(Required work) All lines in the entries below that hold "orange" make up the answer.

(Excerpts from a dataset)
· · · · · · ·
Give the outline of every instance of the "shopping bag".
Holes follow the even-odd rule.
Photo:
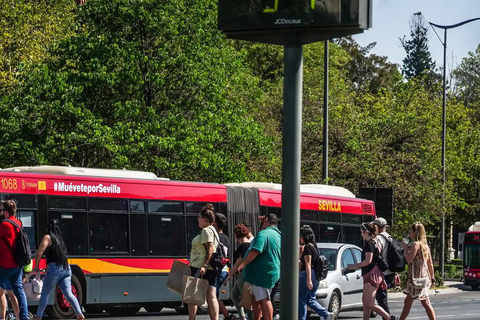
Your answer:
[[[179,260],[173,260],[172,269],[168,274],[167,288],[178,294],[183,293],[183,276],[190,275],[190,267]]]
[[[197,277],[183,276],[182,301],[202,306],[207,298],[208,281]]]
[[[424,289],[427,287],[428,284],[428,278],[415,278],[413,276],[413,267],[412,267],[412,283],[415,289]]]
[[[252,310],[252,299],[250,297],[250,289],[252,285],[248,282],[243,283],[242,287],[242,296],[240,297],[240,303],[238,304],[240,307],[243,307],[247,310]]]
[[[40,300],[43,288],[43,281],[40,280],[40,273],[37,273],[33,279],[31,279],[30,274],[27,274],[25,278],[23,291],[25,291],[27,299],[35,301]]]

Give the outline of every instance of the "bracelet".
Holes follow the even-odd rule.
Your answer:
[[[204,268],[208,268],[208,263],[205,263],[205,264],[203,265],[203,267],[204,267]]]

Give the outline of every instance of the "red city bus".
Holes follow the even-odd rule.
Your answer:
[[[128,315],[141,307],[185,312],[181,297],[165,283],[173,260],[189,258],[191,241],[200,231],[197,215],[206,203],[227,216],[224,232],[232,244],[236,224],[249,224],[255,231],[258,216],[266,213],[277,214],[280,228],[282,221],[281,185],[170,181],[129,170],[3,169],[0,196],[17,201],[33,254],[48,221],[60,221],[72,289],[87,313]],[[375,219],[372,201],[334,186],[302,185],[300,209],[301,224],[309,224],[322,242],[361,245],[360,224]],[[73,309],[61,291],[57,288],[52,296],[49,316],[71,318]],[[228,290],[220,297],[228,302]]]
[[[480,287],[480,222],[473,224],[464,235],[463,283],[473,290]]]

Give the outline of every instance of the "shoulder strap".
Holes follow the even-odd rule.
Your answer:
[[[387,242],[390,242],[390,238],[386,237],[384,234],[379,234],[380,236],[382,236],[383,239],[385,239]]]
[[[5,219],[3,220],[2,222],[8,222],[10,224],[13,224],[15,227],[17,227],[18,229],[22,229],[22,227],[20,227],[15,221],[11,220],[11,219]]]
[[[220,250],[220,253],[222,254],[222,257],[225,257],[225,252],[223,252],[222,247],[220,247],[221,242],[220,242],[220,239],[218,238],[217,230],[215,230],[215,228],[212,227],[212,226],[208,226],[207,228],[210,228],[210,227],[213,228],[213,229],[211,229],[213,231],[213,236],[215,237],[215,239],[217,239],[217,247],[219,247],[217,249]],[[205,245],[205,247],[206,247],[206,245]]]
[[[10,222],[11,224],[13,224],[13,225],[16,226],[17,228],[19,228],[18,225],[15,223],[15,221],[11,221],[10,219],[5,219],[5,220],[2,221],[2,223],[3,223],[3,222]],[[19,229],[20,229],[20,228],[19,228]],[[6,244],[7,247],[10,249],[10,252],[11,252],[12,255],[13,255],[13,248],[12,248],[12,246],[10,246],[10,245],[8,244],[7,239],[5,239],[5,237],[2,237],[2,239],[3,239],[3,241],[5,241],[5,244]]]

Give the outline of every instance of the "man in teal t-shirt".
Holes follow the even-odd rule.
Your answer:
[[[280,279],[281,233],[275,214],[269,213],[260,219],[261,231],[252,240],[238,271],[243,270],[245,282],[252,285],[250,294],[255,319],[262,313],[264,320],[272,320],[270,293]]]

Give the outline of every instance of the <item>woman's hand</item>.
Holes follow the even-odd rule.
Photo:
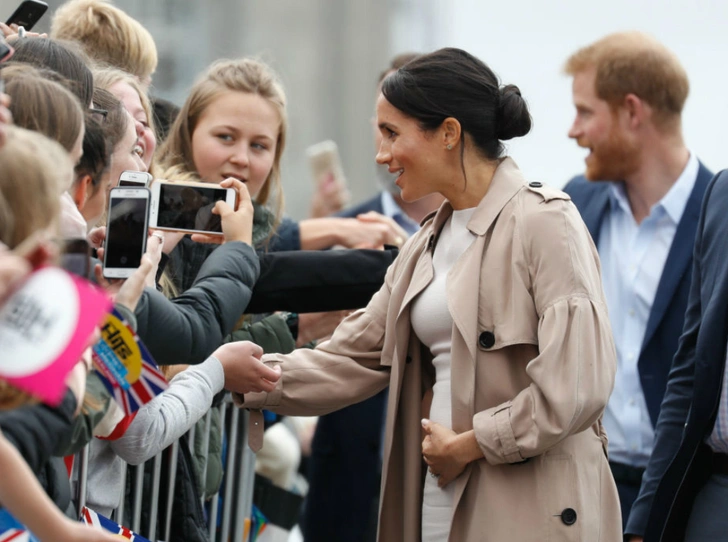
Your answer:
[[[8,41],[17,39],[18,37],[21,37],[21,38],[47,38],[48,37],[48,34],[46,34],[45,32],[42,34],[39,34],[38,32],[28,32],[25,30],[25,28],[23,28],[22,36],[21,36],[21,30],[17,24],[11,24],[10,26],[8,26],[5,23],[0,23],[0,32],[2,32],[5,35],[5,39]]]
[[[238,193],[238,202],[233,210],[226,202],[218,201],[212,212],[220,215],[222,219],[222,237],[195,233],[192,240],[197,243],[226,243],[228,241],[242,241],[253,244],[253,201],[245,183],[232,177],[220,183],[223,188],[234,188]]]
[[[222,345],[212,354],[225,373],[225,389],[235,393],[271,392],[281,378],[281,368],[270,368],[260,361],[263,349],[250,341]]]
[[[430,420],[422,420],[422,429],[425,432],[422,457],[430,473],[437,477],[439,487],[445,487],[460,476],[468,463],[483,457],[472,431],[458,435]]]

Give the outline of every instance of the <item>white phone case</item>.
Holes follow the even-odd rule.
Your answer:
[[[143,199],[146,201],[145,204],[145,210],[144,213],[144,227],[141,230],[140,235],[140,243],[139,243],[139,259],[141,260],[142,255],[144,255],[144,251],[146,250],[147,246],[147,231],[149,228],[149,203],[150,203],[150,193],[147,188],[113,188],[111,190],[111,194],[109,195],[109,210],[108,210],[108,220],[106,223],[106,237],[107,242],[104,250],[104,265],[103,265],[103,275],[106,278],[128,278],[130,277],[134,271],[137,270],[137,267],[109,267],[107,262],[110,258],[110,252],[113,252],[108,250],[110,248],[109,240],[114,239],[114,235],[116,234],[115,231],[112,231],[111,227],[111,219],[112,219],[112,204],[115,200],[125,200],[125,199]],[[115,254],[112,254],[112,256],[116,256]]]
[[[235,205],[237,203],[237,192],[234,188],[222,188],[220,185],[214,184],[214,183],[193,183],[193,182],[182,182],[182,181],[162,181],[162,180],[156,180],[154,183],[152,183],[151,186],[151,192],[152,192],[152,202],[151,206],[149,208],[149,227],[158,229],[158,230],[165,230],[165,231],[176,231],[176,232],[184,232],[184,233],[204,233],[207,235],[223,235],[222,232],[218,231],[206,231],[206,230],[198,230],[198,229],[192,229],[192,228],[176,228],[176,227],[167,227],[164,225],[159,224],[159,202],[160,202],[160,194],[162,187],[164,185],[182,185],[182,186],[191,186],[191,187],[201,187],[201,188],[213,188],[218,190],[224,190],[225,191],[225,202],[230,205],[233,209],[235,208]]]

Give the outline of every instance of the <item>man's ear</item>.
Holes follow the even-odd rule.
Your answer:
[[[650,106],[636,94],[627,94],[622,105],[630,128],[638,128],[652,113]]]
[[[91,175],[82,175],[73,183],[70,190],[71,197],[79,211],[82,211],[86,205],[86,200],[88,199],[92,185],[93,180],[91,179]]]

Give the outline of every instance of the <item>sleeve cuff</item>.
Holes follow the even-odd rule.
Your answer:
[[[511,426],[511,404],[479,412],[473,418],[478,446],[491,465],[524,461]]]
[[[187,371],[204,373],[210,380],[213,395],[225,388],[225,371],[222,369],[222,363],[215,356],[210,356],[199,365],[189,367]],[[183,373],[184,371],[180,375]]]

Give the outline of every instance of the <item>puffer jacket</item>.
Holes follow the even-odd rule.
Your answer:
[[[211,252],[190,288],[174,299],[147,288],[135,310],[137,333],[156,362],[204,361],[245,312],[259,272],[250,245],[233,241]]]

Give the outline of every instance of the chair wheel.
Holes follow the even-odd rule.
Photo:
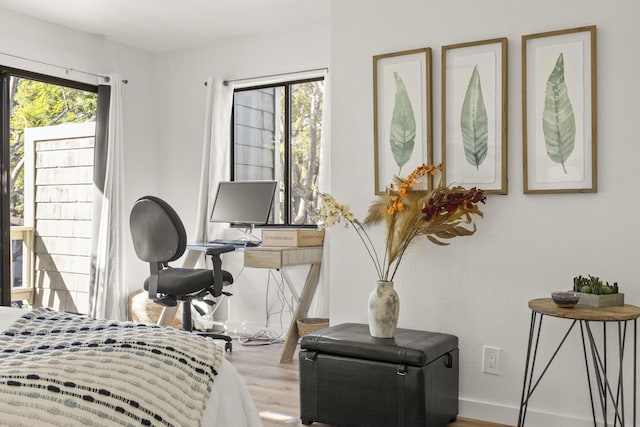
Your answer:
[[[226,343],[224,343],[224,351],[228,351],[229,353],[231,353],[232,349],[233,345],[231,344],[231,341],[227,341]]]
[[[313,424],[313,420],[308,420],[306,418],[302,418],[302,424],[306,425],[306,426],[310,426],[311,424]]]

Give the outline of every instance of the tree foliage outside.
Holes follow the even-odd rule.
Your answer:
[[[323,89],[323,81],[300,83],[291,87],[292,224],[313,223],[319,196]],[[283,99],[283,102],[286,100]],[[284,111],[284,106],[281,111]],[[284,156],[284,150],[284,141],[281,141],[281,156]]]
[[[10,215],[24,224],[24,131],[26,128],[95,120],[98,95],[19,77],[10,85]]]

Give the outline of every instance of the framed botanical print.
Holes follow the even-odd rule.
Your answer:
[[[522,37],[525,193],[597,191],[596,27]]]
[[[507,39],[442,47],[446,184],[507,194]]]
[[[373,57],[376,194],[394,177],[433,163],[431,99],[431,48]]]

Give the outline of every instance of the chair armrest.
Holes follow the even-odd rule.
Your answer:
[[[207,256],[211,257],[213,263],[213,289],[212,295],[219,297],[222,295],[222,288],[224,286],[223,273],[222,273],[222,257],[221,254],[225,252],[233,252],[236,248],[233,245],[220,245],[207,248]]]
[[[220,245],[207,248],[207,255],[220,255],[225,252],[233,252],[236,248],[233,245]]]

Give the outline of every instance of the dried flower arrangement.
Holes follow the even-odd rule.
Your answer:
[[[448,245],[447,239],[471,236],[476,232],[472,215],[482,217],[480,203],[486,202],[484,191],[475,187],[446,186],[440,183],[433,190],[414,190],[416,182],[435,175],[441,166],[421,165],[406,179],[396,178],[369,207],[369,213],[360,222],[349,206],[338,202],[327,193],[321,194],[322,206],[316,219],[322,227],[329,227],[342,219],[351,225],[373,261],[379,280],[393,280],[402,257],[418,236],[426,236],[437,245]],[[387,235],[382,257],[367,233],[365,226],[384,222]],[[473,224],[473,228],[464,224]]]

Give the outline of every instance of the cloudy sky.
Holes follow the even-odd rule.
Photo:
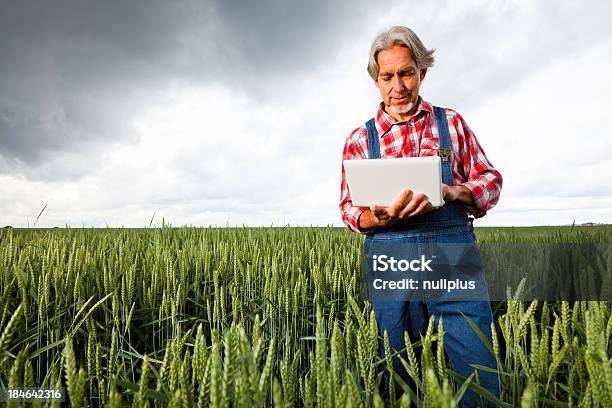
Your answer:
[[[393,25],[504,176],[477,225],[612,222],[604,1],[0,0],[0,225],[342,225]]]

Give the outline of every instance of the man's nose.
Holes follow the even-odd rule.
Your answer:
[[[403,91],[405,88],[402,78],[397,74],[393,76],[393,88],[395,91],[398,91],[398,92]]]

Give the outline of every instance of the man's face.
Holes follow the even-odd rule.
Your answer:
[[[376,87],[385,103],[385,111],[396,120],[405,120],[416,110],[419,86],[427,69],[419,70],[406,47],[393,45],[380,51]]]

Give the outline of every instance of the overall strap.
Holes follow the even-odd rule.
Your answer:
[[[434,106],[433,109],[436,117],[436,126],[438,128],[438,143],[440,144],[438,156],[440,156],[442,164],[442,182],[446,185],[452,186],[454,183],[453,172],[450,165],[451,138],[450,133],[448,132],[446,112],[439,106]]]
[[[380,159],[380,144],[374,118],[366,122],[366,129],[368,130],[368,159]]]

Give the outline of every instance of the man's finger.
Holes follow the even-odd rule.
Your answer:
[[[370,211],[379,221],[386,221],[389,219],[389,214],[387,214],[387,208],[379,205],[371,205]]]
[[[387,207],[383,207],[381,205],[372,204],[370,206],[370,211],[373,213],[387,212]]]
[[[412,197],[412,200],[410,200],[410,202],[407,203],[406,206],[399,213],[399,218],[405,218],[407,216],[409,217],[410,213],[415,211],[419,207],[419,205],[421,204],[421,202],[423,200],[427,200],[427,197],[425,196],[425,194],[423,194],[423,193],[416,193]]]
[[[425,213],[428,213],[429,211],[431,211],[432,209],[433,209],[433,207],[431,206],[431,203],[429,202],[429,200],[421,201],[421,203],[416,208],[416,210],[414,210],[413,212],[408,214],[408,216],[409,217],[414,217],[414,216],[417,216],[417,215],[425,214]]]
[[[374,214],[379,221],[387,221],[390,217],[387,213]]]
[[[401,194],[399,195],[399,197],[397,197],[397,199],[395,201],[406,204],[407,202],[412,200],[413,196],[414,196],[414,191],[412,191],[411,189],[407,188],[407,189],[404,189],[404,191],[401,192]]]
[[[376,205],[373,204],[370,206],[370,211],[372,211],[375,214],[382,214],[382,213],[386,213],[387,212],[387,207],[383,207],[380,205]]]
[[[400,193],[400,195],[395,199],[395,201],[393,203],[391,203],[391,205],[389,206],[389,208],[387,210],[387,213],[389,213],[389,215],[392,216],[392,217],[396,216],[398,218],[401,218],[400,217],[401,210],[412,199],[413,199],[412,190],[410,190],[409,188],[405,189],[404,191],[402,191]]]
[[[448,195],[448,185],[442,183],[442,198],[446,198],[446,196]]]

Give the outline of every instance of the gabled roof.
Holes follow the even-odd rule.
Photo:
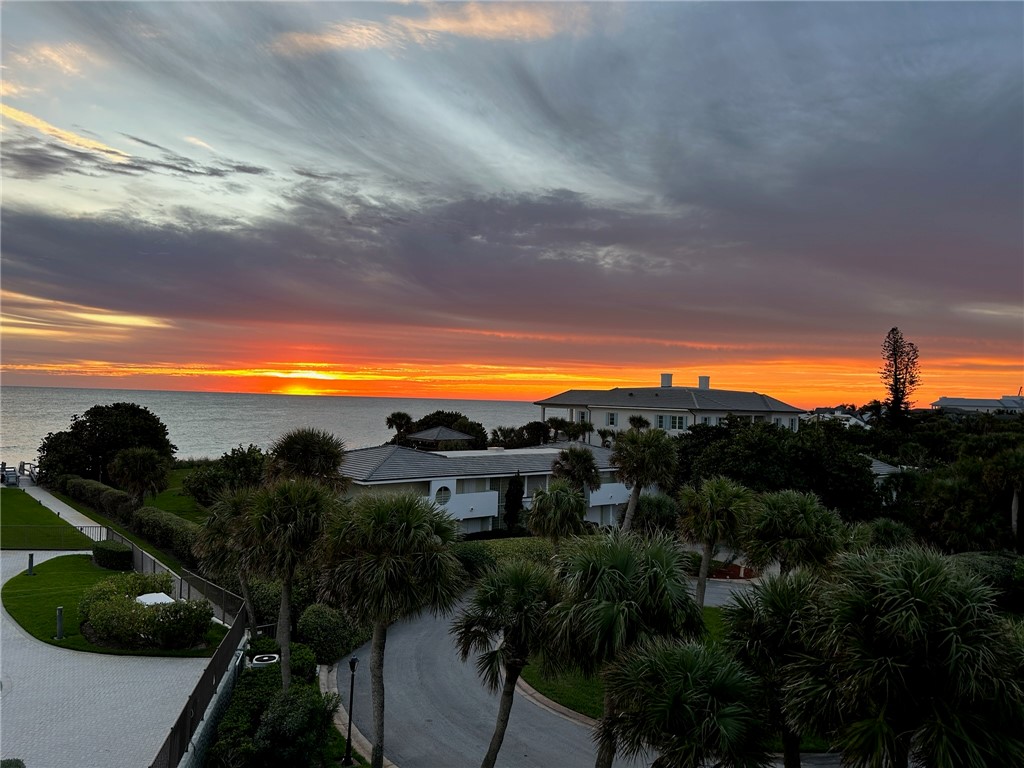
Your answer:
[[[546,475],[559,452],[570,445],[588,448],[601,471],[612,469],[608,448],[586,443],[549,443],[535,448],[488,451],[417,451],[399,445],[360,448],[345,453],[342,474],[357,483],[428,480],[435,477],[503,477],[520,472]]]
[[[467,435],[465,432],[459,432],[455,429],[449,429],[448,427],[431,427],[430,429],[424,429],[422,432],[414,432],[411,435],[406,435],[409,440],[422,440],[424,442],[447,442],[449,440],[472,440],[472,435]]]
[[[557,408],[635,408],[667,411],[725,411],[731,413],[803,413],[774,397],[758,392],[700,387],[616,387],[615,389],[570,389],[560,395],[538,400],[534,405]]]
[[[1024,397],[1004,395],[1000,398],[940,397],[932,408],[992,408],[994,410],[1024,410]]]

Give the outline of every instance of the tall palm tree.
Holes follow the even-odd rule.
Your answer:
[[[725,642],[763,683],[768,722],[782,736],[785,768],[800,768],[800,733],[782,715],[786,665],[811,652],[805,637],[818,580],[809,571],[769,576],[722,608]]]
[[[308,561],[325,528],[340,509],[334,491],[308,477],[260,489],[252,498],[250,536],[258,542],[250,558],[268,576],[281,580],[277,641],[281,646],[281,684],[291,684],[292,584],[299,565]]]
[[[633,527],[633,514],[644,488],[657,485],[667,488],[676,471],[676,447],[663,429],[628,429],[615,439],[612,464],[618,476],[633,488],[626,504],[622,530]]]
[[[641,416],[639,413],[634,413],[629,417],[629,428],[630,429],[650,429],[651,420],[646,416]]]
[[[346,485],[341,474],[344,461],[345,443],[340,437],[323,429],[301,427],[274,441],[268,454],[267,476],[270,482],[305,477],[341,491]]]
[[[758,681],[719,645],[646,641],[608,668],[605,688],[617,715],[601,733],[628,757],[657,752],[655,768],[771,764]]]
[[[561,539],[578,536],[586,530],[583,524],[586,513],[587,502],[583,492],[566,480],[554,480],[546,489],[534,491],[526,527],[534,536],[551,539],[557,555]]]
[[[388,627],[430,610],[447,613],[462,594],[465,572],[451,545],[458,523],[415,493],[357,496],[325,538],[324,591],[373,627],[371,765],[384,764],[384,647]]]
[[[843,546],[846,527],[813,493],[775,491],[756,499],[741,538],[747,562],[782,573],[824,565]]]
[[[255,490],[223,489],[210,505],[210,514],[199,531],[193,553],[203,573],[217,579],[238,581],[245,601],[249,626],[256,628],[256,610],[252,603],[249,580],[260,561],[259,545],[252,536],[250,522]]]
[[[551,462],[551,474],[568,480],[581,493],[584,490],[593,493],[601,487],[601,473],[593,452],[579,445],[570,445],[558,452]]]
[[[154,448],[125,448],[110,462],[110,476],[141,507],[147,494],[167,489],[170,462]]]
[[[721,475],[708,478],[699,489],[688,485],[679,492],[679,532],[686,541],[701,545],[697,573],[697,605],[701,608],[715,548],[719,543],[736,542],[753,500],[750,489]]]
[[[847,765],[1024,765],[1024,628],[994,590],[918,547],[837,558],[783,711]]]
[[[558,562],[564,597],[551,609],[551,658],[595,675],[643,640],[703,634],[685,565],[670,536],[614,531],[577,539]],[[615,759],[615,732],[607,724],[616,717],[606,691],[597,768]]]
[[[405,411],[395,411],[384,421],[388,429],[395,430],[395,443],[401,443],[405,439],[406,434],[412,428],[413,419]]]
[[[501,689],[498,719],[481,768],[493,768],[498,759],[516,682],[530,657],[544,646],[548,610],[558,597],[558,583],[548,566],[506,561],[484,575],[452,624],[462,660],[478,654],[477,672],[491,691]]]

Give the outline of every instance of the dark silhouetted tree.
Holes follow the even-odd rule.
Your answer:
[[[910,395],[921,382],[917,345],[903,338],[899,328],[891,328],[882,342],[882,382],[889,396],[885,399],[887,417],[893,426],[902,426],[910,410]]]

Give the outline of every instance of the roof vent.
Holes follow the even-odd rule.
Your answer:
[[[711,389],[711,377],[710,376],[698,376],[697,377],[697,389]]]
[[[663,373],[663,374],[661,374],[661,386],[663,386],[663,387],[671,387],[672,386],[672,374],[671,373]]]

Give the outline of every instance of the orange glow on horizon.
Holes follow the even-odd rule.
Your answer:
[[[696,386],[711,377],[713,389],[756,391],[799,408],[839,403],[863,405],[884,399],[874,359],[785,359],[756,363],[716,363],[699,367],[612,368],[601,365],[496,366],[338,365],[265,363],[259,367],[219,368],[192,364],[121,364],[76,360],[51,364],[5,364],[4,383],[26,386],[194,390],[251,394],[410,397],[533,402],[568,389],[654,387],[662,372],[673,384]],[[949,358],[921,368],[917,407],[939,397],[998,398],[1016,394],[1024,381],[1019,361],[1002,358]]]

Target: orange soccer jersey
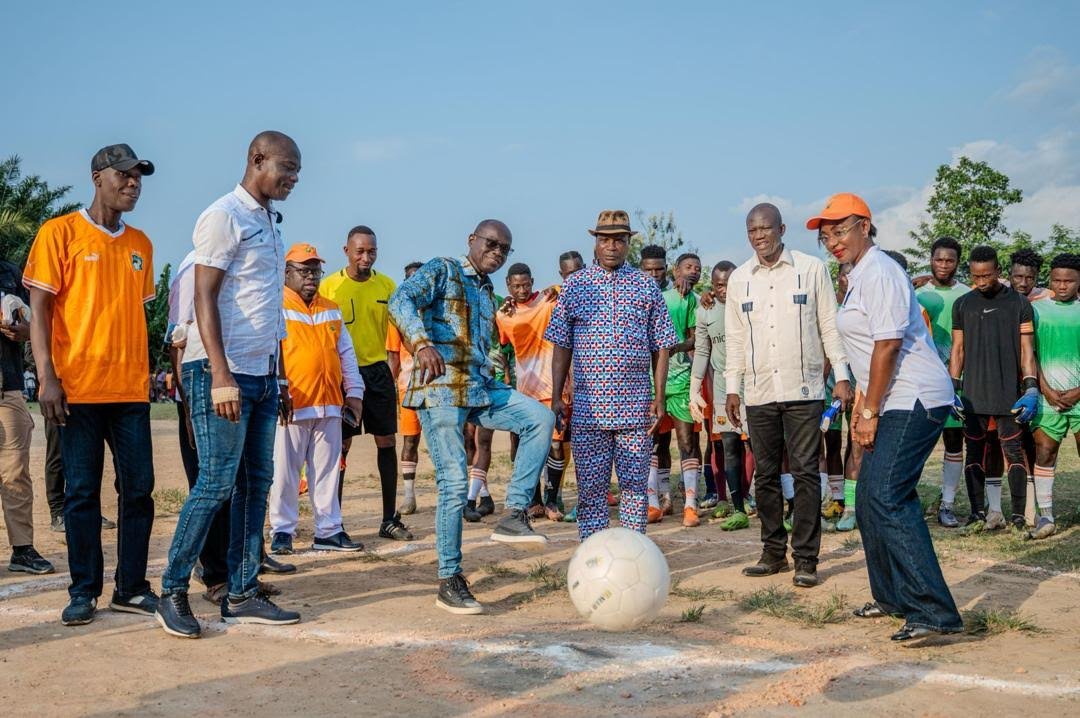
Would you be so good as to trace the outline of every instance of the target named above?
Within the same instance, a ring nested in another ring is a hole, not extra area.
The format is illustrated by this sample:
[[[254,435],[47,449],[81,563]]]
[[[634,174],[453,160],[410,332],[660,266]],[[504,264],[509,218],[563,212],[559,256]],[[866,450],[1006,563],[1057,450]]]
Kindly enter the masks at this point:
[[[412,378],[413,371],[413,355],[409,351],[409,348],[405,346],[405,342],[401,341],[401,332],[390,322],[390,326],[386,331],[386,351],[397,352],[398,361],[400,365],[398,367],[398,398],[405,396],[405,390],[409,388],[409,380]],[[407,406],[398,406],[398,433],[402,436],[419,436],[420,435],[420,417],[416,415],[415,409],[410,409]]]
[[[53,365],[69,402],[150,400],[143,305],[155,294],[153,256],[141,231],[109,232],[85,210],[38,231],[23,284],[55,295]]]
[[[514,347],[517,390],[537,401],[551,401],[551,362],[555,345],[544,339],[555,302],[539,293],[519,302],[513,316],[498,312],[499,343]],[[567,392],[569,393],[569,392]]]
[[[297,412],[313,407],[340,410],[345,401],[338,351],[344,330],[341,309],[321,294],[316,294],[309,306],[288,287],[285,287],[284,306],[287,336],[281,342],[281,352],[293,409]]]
· · · · · · ·
(Finished exercise)
Give the outline of every instance of the orange glow on horizon.
Target: orange soccer jersey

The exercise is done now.